What the task requires: Reproduce every one of the following rows word for word.
[start]
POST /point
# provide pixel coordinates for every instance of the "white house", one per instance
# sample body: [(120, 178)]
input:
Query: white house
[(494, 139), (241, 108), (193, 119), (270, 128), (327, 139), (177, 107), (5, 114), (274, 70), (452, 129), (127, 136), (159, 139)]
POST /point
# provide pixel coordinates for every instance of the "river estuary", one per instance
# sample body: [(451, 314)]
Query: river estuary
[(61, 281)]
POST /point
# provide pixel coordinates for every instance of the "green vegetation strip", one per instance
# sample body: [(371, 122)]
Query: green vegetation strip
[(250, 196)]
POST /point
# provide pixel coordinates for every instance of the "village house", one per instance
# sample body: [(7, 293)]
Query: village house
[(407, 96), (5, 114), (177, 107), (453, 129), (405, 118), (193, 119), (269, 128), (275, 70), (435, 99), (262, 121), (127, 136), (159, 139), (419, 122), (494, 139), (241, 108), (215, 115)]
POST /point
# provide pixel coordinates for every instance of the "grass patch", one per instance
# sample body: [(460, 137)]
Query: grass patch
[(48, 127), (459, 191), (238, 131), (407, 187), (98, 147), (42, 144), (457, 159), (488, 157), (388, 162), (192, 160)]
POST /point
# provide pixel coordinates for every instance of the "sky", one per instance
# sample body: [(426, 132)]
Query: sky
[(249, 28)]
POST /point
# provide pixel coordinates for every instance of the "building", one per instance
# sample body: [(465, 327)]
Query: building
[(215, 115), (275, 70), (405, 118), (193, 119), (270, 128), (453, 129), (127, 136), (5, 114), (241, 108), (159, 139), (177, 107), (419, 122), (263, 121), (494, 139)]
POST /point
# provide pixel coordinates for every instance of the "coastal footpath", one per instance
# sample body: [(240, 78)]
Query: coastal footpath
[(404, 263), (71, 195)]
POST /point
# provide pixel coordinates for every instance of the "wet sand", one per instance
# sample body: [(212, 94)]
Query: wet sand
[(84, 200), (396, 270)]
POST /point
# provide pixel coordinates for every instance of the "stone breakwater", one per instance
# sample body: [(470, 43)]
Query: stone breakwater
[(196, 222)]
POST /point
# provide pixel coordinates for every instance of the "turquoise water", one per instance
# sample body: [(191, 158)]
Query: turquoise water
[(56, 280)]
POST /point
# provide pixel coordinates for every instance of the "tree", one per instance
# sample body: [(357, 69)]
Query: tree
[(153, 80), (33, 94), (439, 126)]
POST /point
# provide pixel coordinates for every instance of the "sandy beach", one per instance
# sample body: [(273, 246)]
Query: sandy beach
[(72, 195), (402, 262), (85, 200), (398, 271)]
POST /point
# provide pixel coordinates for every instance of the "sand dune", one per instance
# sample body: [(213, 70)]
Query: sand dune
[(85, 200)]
[end]
Response to the exercise:
POST /point
# provide pixel coordinates for every instance of the "white house", one per instance
# sample body: [(120, 178)]
input:
Query: white house
[(494, 139), (241, 108), (193, 119), (270, 128), (327, 139), (177, 107), (5, 114), (274, 70), (452, 129), (127, 136), (159, 139)]
POST /point
# provide pixel coordinates for every instance of the "river estuary", one per instance
# sample body: [(451, 314)]
Query: river estuary
[(61, 281)]
POST /point
# provide pixel coordinates for every instance of the "green vegetation strip", one per instance
# sample body: [(371, 122)]
Query: green vegetation strip
[(250, 196)]
POST /point
# provide pixel coordinates for every instance of the "village house", one per instance
# sample body: [(7, 293)]
Query: village house
[(407, 96), (5, 114), (177, 107), (453, 129), (405, 118), (193, 119), (269, 128), (275, 70), (435, 99), (262, 121), (127, 136), (159, 139), (419, 122), (494, 139), (241, 108), (215, 115)]
POST /point
# provide pixel coordinates for every instance of the "grass patch", one per instance
# sample body: [(460, 137)]
Query: grass patch
[(48, 127), (459, 191), (238, 131), (407, 187), (98, 147), (42, 144), (457, 159), (488, 157), (388, 162), (192, 160)]
POST /point
# provide pixel coordinates for every instance of the "sky", one per instance
# sample body: [(426, 132)]
Query: sky
[(249, 28)]
POST /point
# provide pixel coordinates for every instance of the "building", one per instance
# sample body: [(465, 327)]
Query: building
[(215, 115), (275, 70), (405, 118), (193, 119), (270, 128), (453, 129), (127, 136), (5, 114), (241, 108), (159, 139), (177, 107), (419, 122), (263, 121), (494, 139)]
POST /point
# provide pixel coordinates for every instance of the "coastal footpath", one per instance
# sample body: [(240, 78)]
Query: coastal footpath
[(404, 263), (71, 195)]
POST /point
# provide pixel coordinates for every instance of the "wet sand", one per instance
# sample body: [(212, 94)]
Query: wet sand
[(84, 200), (396, 270)]
POST /point
# provide pixel coordinates for every instance of the "stone breakwater", one per instance
# sample body: [(470, 43)]
Query: stone breakwater
[(196, 222)]
POST /point
# provide pixel coordinates for every instance of the "turquoise water", one per instance
# sample body: [(191, 158)]
Query: turquoise water
[(56, 280)]
POST /point
# provide pixel coordinates for every instance of the "tree", one per instance
# sample body: [(357, 69)]
Query: tree
[(153, 80), (33, 94), (439, 126)]
POST /point
# provide pixel coordinates for every instance of the "sandy beach", one per instance
# sample body: [(273, 246)]
Query: sandy beach
[(72, 195), (402, 262), (85, 200), (398, 271)]
POST /point
# provide pixel coordinates for every instance of the "sand dune", one per instance
# sample body: [(213, 70)]
Query: sand dune
[(85, 200)]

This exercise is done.